:: Document ::
------------------------------------------------------------------------
Managing Cloud Cost for ML Teams

With the rise of AI and the use of GPUs cloud costs are quickly sky rocketing. This post includes tips we’ve learned working with our customers over the years for managing cloud spend.

By Hugo Shi | Tuesday, June 18, 2024 | Data Science & ML

Managing cloud costs is critical. ML is expensive. An AWS instance with H100 GPUs costs $98 per hour. If you forget to turn this machine off over the weekend you just wasted $5000 - that’s more than rent for most people. That doesn’t even include data storage and networking costs associated with these workloads. Your cloud cost will increase every single day as your company collects more data, and as you hire more data scientists and machine learning engineers.

How do data scientists provision cloud resources?

Most companies adopt one of 2 patterns

Cloud is owned by IT

In many companies, Cloud is owned by IT. Data Scientists that need resources can submit tickets, and IT will resolve the tickets in a timely manner (where timely manner might mean 2 weeks from now). IT is responsible for the provisioning and allocation of resources, IT is responsible for monitoring and cost managemnt, IT is responsible for security and compliance. This is good for things IT cares about - cost management and security, but it’s bad for everything else. Here is a hypothetical story of how this plays out which I clearly made up but reflects patterns we’ve seen in our customer base.

Day 1: Data Scientist Sarah, armed with too much coffee and a dream of world-changing algorithms, files a ticket for an EC2 instance. She’s hopeful it’ll be resolved soon because “how hard can it be?”. She’s spun up EC2 instances before.
Day 5: It’s finally Friday, and IT, which has been busy patching servers for the latest critical CVEs, finally gets around to the ticket. They deliver the EC2 instance just in time for the weekend. Sarah celebrates, already planning the groundbreaking machine learning model… on Monday.
Day 8: Sarah logs into her new EC2 instance. Uh oh! could not connect to server: Connection refused. It looks like Sarah can’t connect to the internal corporate database. She files another ticket.
Day 9: IT investigates Sarah’s new ticket.
Day 11: IT realizes the transit gateway in the VPC hasn’t been configured properly. They fix it. Sarah begins training her model!
Day 13: OSError: [Errno 28] No space left on device. Sarah files a ticket with IT to expand her EBS volume.
Day 17: The volume is expanded, and Sarah can finally finish training her model.

This pattern is ok for managing spend, but terrible for ML team productivity.

Data Science provisions their own cloud resources.

In smaller companies, or in companies where IT has gotten tired of dealing with Sarah, the power to manage cloud resources is turned over to individual data scientists. This is good because it eliminates the IT bottleneck on provisioning data science resources, however it pushes things like security, cost management, and any extra devops work onto the data scientist. The data scientist is capable of stack overflowing their way into success, but you should expect less attention to detail on things they do not require to get their job done, such as security and cost management.

Managing cloud cost for ML teams is hard because the responsibility for saving money is pushed to the individual. If you’ve ever shared a not-so-clean house with a bunch of students where everyone is supposed to be responsible for cleaning up after themselves, you know exactly what I mean.
------------------------------------------------------------------------
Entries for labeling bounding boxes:
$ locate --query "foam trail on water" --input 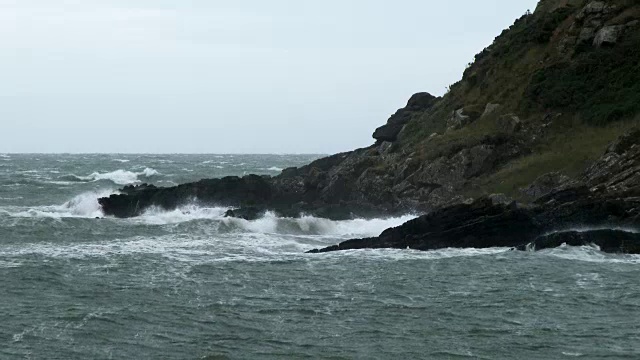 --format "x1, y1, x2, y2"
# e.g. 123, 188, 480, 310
136, 205, 415, 237
539, 244, 640, 264
5, 190, 117, 219
62, 168, 160, 185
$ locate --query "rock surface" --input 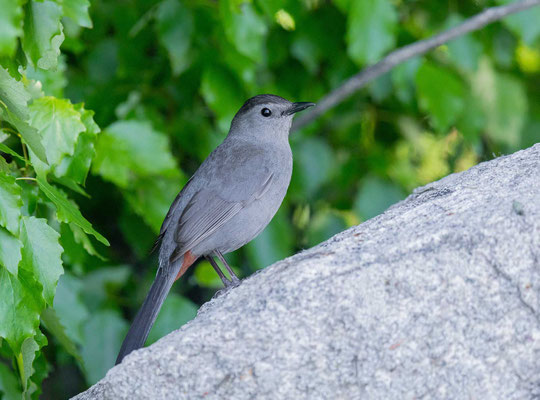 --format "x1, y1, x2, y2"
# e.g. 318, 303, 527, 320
76, 144, 540, 400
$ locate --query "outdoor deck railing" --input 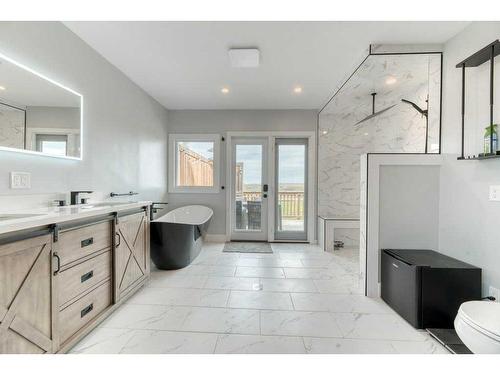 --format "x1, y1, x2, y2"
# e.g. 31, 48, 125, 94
239, 191, 304, 219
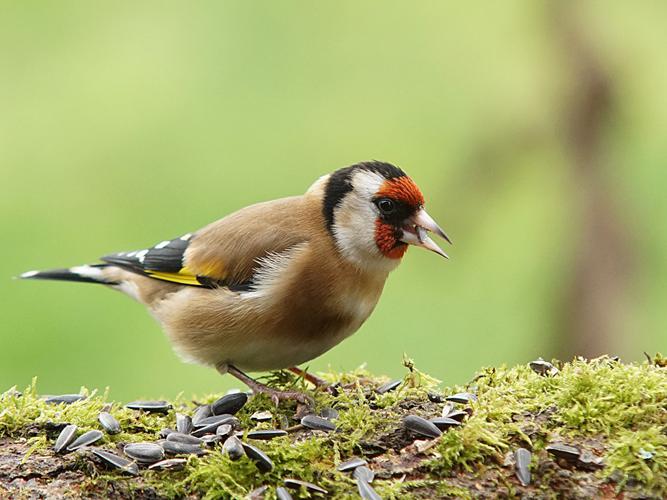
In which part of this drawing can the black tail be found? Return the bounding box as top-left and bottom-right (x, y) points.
(19, 264), (118, 285)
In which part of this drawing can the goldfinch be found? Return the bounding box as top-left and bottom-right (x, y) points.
(20, 161), (451, 403)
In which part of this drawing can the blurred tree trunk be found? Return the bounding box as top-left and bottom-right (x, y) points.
(553, 2), (631, 358)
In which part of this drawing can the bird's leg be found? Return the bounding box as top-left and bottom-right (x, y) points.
(224, 365), (315, 407)
(288, 366), (331, 390)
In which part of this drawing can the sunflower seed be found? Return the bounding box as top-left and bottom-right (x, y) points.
(429, 417), (461, 431)
(162, 441), (204, 455)
(403, 415), (442, 438)
(222, 436), (245, 460)
(44, 394), (86, 405)
(200, 434), (222, 444)
(246, 429), (287, 440)
(243, 439), (273, 472)
(441, 401), (455, 418)
(375, 379), (403, 394)
(336, 457), (368, 472)
(357, 479), (382, 500)
(67, 430), (104, 451)
(192, 405), (213, 427)
(148, 458), (188, 470)
(446, 410), (469, 422)
(352, 465), (375, 484)
(246, 485), (269, 500)
(160, 427), (176, 439)
(301, 415), (336, 432)
(528, 358), (558, 376)
(514, 448), (531, 486)
(53, 424), (77, 453)
(426, 392), (445, 403)
(192, 417), (239, 437)
(276, 486), (292, 500)
(320, 408), (338, 420)
(125, 401), (171, 413)
(285, 479), (328, 495)
(194, 413), (238, 428)
(211, 392), (248, 415)
(545, 443), (581, 460)
(445, 392), (477, 404)
(97, 411), (120, 434)
(90, 448), (139, 476)
(250, 411), (273, 422)
(123, 443), (164, 464)
(176, 413), (194, 434)
(167, 432), (201, 445)
(215, 424), (232, 438)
------------------------------------------------------------------------
:: Work required ::
Write the next part of the post on managing cloud costs for ML teams, picking up right after its last sentence.

:: Response below ::
General principles around cloud cost management

The following are table stakes in the world of cost management, but worth reviewing.

Resource Optimization

Right-Sizing: Regularly assess and adjust the size of your instances to match your workloads. Avoid over-provisioning.
Spot Instances: Use spot instances for non-critical workloads to benefit from significant cost savings.

Instance Lifecycle Management

Auto-scaling: Implement auto-scaling policies to adjust resources based on demand automatically.
Start/Stop Schedules: Automate the starting and stopping of instances based on working hours or usage patterns to avoid paying for idle resources.

Storage Optimization

Tiered Storage: Use appropriate storage tiers based on access frequency. For example, use cheaper storage for infrequently accessed data.
Data Retention Policies: Implement data retention policies to regularly clean up outdated or unused data.

Monitoring and Alerts

Cost Monitoring: Use cloud provider tools (like AWS Cost Explorer, Google Cloud Cost Management) to monitor spending and identify cost drivers.
Set Budgets and Alerts: Set cost budgets and configure alerts to notify you of unexpected spikes in usage.

Efficient Data Processing

Data Pipelines: Optimize data pipelines to reduce unnecessary data transfer and processing.
Serverless Architectures: Use serverless computing for event-driven workloads to only pay for what you use.

Cost Governance

Tagging and Cost Allocation: Implement a tagging strategy to allocate costs accurately to different projects, teams, or departments.
Regular Reviews: Conduct regular cost reviews and audits to ensure adherence to cost management practices.

Use Reserved Instances

Reserved Instances: For steady-state or predictable workloads, consider reserved instances or savings plans to save on long-term costs.

These are guidelines any consultant you hire to lower your cost will recommend. These are interesting, but don’t always deliver actionable results for ML teams.

Resource Optimization in DS/ML

Spot Instances

Spot Instances are great - they do tend to be harder to leverage in DS/ML for 2 reasons.

DS/ML workloads often use GPUs. Spot instances deliver discounted prices when there is excess compute capacity. These days, we have GPU shortages and as a result getting spot instances for GPU workloads is much harder.
Much of DS/ML is interactive, long running, and stateful. This means an instance that can disappear on you at any moment can be pretty inconvenient.

We still recommend Spot instances, especially if you have CPU focused workloads where you won’t be too annoyed if the machine is shut down. Spot interruptions are also not that common for CPU workloads.

Hardware utilization

How do you know if your DS/ML team is right-sizing their instances? You have to look at hardware metrics in order to understand how well the hardware is being utilized.

Most cloud platforms have ways to monitor CPU/RAM utilization. For example AWS Cloud Watch can collect these metrics. Most DS/ML workloads are limited by the memory of the instance, not the compute. Python workloads are also notoriously single threaded. It is very common to see DS/ML hardware sit close to the memory limit of the machine, but only leverage a single CPU. This is hard to address without asking data scientists to figure out how to parallelize their workloads. If this was my team, I would focus on making sure they generally consume 70% of the RAM on the machine. If not I would ask them to see if they could scale down their workloads.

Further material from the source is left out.